--- Records shown ---
****
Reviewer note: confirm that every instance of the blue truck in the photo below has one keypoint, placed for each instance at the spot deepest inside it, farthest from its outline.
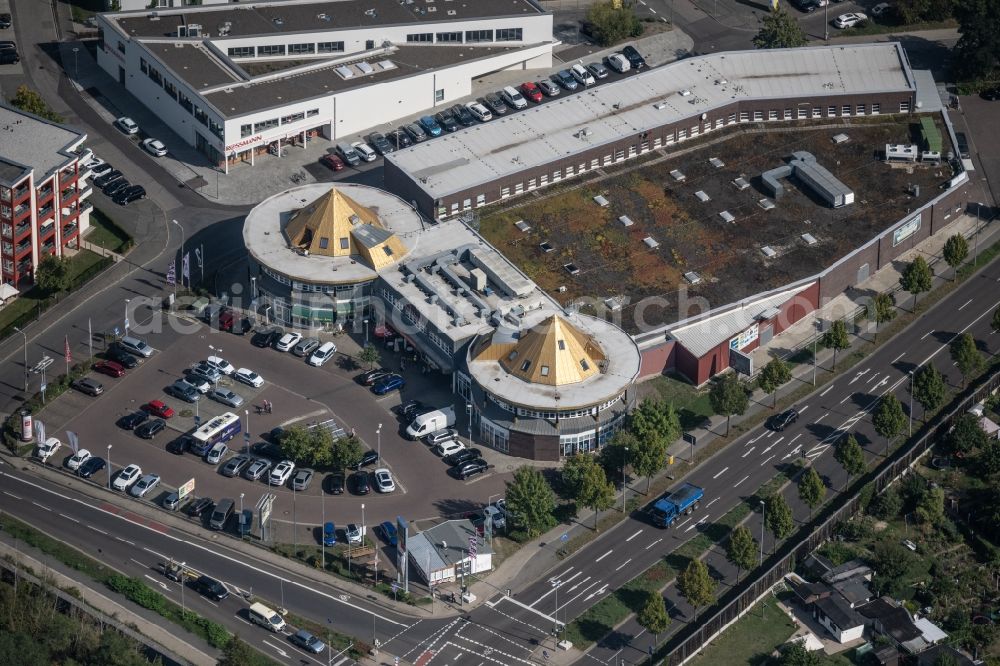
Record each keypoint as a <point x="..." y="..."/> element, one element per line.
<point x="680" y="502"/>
****
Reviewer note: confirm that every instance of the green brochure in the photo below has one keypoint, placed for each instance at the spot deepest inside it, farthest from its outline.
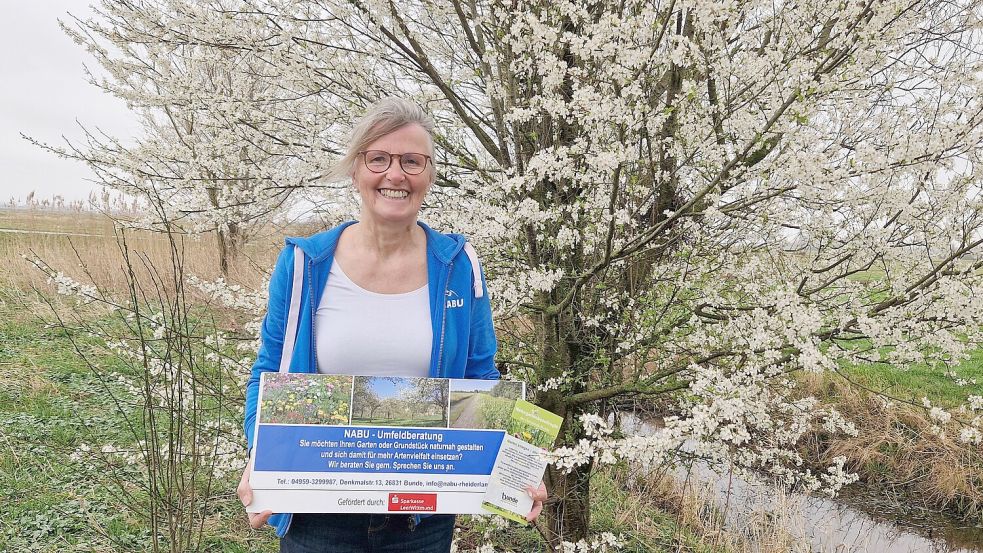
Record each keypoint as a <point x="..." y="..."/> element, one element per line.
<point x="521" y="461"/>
****
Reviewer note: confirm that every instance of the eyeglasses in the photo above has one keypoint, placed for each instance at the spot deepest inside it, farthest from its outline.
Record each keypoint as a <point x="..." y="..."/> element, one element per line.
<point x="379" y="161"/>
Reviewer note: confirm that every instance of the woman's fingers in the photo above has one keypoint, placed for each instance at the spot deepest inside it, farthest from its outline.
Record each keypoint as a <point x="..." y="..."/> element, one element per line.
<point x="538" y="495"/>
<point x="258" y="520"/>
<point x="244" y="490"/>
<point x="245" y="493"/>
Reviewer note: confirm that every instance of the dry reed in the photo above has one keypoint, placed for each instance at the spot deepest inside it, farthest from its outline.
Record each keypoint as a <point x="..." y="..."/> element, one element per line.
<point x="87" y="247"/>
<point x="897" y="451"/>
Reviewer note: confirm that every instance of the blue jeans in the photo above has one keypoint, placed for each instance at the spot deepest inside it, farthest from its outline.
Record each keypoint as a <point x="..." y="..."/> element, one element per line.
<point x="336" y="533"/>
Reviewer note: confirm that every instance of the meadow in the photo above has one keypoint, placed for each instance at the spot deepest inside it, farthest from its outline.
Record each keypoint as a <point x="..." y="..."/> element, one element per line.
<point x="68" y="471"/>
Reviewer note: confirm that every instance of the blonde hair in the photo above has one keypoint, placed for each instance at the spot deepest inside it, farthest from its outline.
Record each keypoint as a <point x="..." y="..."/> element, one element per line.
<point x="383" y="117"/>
****
--- Aim ---
Show every line of the data above that contains the word "below", copying each line in full.

--- Full output ---
Reviewer note: confirm that every instance of the blue truck in the photo below has one keypoint, placed for each instance at the spot deepest inside it, farthest from its outline.
Reviewer note: confirm that every instance of the green brochure in the photo below has one keypoint, placed for each instance at the spot deepest inside it, farthest from its outline.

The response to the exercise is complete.